**Exercise requirements**
Produce an exact copy of all the data below, dropping every image.

(Point annotation dataset records)
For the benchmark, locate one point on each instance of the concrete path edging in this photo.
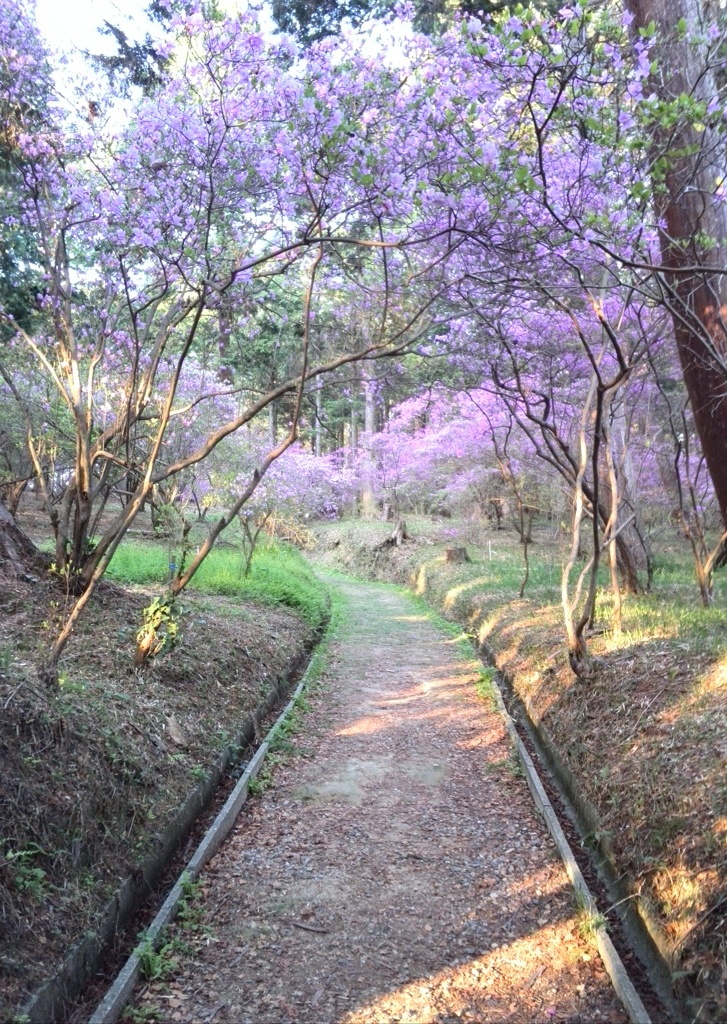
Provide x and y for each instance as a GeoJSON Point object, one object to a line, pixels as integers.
{"type": "Point", "coordinates": [611, 961]}
{"type": "Point", "coordinates": [113, 1004]}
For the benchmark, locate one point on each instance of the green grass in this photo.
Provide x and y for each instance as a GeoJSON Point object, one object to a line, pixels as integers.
{"type": "Point", "coordinates": [279, 576]}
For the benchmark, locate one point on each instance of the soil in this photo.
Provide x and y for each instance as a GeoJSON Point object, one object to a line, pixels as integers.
{"type": "Point", "coordinates": [394, 869]}
{"type": "Point", "coordinates": [92, 773]}
{"type": "Point", "coordinates": [646, 737]}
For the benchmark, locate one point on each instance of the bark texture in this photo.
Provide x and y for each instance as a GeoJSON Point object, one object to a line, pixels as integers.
{"type": "Point", "coordinates": [689, 215]}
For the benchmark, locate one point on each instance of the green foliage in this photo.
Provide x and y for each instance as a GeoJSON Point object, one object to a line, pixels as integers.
{"type": "Point", "coordinates": [279, 576]}
{"type": "Point", "coordinates": [156, 965]}
{"type": "Point", "coordinates": [160, 626]}
{"type": "Point", "coordinates": [27, 877]}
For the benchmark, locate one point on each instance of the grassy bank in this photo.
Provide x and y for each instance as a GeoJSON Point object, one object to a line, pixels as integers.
{"type": "Point", "coordinates": [646, 738]}
{"type": "Point", "coordinates": [279, 576]}
{"type": "Point", "coordinates": [94, 771]}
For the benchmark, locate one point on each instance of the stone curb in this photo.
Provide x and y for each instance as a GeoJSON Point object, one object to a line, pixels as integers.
{"type": "Point", "coordinates": [623, 984]}
{"type": "Point", "coordinates": [111, 1007]}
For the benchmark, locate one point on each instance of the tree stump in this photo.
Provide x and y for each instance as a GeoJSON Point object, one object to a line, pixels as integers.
{"type": "Point", "coordinates": [453, 555]}
{"type": "Point", "coordinates": [399, 535]}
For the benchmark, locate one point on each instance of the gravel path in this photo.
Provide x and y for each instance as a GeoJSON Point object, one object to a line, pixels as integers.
{"type": "Point", "coordinates": [395, 869]}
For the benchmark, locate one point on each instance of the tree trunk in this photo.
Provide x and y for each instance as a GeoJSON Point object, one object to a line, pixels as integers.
{"type": "Point", "coordinates": [368, 496]}
{"type": "Point", "coordinates": [691, 216]}
{"type": "Point", "coordinates": [18, 554]}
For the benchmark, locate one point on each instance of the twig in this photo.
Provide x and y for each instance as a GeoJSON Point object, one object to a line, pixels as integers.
{"type": "Point", "coordinates": [305, 928]}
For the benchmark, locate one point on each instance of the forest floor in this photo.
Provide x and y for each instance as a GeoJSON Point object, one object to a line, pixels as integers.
{"type": "Point", "coordinates": [645, 738]}
{"type": "Point", "coordinates": [393, 868]}
{"type": "Point", "coordinates": [94, 771]}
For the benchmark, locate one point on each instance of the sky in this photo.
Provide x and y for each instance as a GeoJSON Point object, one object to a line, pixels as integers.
{"type": "Point", "coordinates": [70, 25]}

**Finished answer**
For the benchmark, locate one point on each instance of the concrete path edging in this photo.
Provide x and y for each instance as a GeoJSON Point object, one object to a line, pixels as integers.
{"type": "Point", "coordinates": [611, 961]}
{"type": "Point", "coordinates": [113, 1004]}
For the benchmark, locate one point on each instance of the green grass in this photo.
Provide x and y for each instance as a GeoJSON Point object, one object to a line, pixels as integers.
{"type": "Point", "coordinates": [279, 576]}
For the benchmark, locate one point on each instance of the soil in this photo.
Provide x and y for each instance as a GeoJSON Point object, one object to a line, pixels as integers.
{"type": "Point", "coordinates": [394, 869]}
{"type": "Point", "coordinates": [92, 773]}
{"type": "Point", "coordinates": [646, 737]}
For the benchmark, locate one point on each instance of the bark texture in this photo.
Provide x and y for each instance as a GeoJSON Point object, one object to a line, pixels as integers.
{"type": "Point", "coordinates": [689, 215]}
For the benchmark, locate one point on each instance of the green foliage in this photo.
Provide x and y for each instance as a GeoJSON Point object, one object to a line, pixels as integers.
{"type": "Point", "coordinates": [279, 576]}
{"type": "Point", "coordinates": [156, 965]}
{"type": "Point", "coordinates": [160, 626]}
{"type": "Point", "coordinates": [27, 877]}
For the benchmark, locate one point on each instance of the grassy bank in this photo.
Provide x and y for each instance as a GeoJSON Point object, one object to a line, pixels as integers.
{"type": "Point", "coordinates": [646, 738]}
{"type": "Point", "coordinates": [279, 576]}
{"type": "Point", "coordinates": [94, 771]}
For the benchmark, locate one point on each instance of the stone curb in this photo.
Provide x and y for each instance as a GeoJSON Point object, one object to a line, pixels as integers.
{"type": "Point", "coordinates": [623, 984]}
{"type": "Point", "coordinates": [111, 1007]}
For the benchmark, locate one point on each instance of the tree stump in this photo.
Provide x and y for each instance as a GeoJSON Point object, one object to a line, pixels as integers.
{"type": "Point", "coordinates": [453, 555]}
{"type": "Point", "coordinates": [399, 535]}
For the benchmark, locate one point on each instance of the gravel path in this photo.
Provide x and y for each instance as a GeoJSON Point object, one object to a line, pixels as integers.
{"type": "Point", "coordinates": [395, 869]}
For the benchmark, locate one point on each instance of the tree trunk in this photo.
Provide x and y for each instance as a GeoJSON Point object, one object to a line, pixels as integers.
{"type": "Point", "coordinates": [368, 496]}
{"type": "Point", "coordinates": [691, 216]}
{"type": "Point", "coordinates": [18, 554]}
For the benchmark, locate one point on each instance of the twig in this photo.
Provide x and y for each instance as a GeoJSON Point object, one object to a line, pixels as integers.
{"type": "Point", "coordinates": [305, 928]}
For the benchmark, locate one point on each instance of the forest floor in this photo.
Provide x and y for each instance as a GeoJSON Point object, one object to a line, pixels as integers.
{"type": "Point", "coordinates": [645, 738]}
{"type": "Point", "coordinates": [393, 868]}
{"type": "Point", "coordinates": [94, 771]}
For the benchmark, locate one point on each instance of the sky in this photo.
Provide x and y for each instance as a GeoJSON Point object, one object to a line, pixels as integers.
{"type": "Point", "coordinates": [70, 25]}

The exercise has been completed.